EXTRACTED MATERIAL:
--- start ---
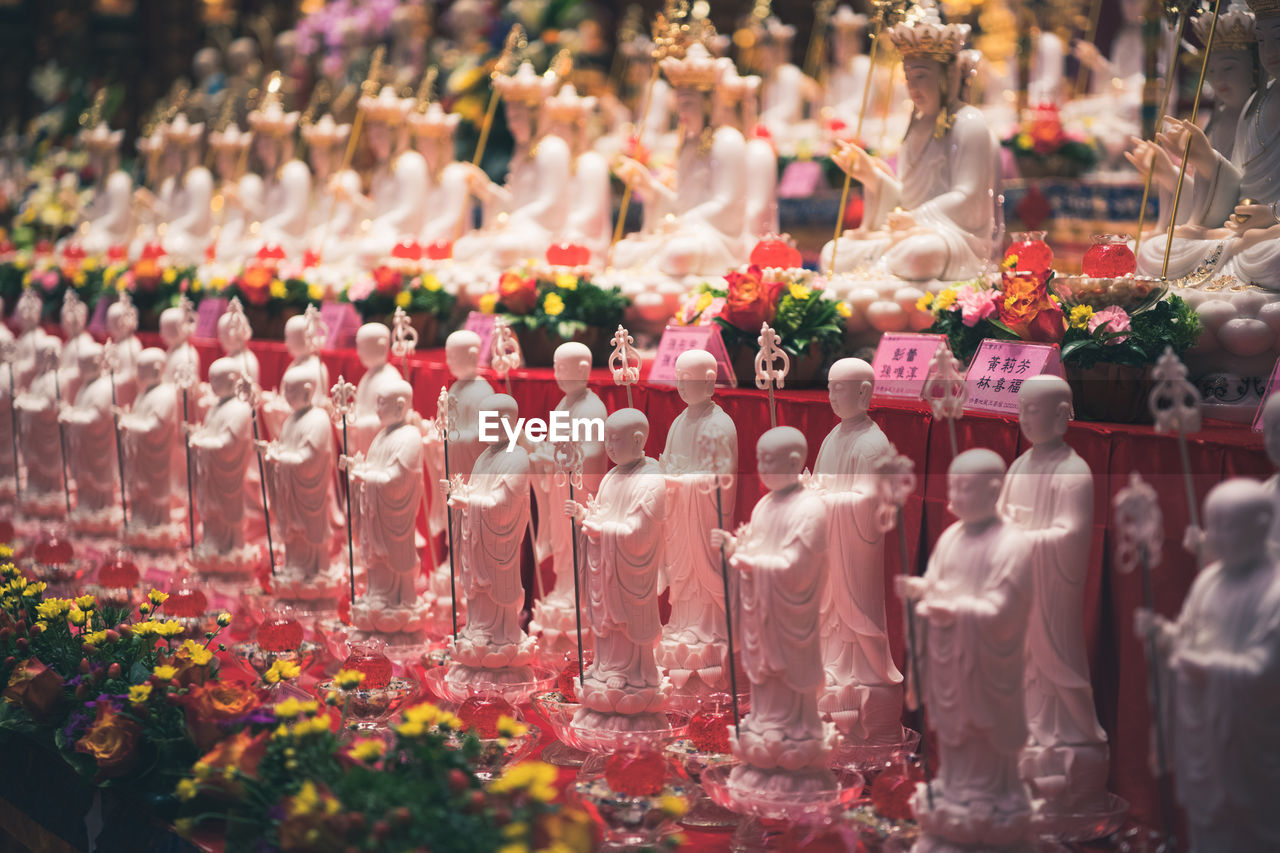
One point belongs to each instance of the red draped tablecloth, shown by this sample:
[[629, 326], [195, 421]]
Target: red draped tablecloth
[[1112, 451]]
--- end ---
--- start ---
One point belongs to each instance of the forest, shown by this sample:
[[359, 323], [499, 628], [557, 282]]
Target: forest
--- end ---
--- start ---
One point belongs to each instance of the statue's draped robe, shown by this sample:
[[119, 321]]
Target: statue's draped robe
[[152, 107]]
--- end ---
EXERCISE INSTRUCTIONS: Starting at the line that contains "One point belongs to each instance of the red" and ending at the line that contains "[[1112, 451]]", write those lines out again with "tablecloth" switched to "blanket" and everything else left the same.

OUTPUT FOR THIS TASK:
One point belongs to each instance of the red draped blanket, shown by this sample:
[[629, 326], [195, 421]]
Target: red draped blanket
[[1112, 451]]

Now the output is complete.